▶ [Set exercise 1]: Rewrite the rows below, starting with the line containing "Can you find the concrete" and going on through the last row, replacing "orange helmet" with "yellow helmet" and leaving everything else unchanged.

The Facebook Files: We are not doing what we say we do publicly

A recent investigation from the Wall Street Journal revealed that while Facebook has long claimed that its standards of behaviors applied to everyone, it had created a fully fledged system allowing some of its more vocal, famous or powerful users to escape its moderation rules.

The system, called XCheck, allowed Facebook to create several tiers of users, whitelisting users that could pose a potential PR risk if the company were to take down their content. In effect, more than 5.8 million users were added to this elite tier, allowing some very high profile users to publish and disseminate content that didn’t comply with Facebook’s terms of use. 

Misleading its own Oversight Board

Perhaps the most interesting part of the Facebook Files is the revelation that Facebook had purposely misled not only the public, but also its own Oversight Board, a body it ironically created to ensure accountability.

While a lot had previously been written about the limitations of the Oversight board, presented by Facebook as an initiative in good faith to regulate itself, this presents yet another example of the difficulty to ensure internal and external accountability.

▶ [Given entries]:
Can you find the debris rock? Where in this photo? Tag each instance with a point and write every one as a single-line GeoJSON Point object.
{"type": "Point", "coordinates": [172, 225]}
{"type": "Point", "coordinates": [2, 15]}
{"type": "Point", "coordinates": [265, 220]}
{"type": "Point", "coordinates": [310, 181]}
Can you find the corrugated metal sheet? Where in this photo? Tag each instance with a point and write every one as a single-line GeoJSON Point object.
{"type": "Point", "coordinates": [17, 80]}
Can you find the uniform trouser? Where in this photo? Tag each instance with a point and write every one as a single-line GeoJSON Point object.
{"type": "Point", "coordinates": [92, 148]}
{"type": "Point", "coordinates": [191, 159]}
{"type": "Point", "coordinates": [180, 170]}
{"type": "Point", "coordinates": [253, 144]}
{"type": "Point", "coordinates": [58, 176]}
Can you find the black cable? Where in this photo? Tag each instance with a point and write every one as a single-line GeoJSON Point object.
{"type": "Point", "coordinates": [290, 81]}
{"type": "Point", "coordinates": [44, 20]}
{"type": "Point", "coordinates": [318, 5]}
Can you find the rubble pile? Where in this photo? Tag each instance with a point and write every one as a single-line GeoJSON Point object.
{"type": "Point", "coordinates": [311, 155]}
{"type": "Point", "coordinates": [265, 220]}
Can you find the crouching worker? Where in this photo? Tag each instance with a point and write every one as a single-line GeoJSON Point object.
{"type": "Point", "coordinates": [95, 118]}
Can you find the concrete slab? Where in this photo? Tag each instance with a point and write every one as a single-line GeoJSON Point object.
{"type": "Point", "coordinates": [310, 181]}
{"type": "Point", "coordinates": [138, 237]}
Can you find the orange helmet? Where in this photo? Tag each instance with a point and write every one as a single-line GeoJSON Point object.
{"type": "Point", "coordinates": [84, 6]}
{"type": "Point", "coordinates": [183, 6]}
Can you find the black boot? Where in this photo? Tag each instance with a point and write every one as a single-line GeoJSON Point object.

▶ [Set exercise 2]: According to the article on the Facebook Files, how many users were added to the elite tier created through XCheck?

▶ [Worked solution 1]:
Can you find the concrete slab? Where in this photo? Tag each instance with a point and write every one as a single-line GeoJSON Point object.
{"type": "Point", "coordinates": [310, 181]}
{"type": "Point", "coordinates": [138, 237]}
Can you find the yellow helmet? Where in this photo? Tag each instance with a point and write every one as a single-line GeoJSON Point object.
{"type": "Point", "coordinates": [84, 6]}
{"type": "Point", "coordinates": [183, 6]}
Can you find the black boot? Where in this photo? Tag each instance with a point and write every one as a single-line GeoJSON Point object.

▶ [Worked solution 2]: More than 5.8 million users.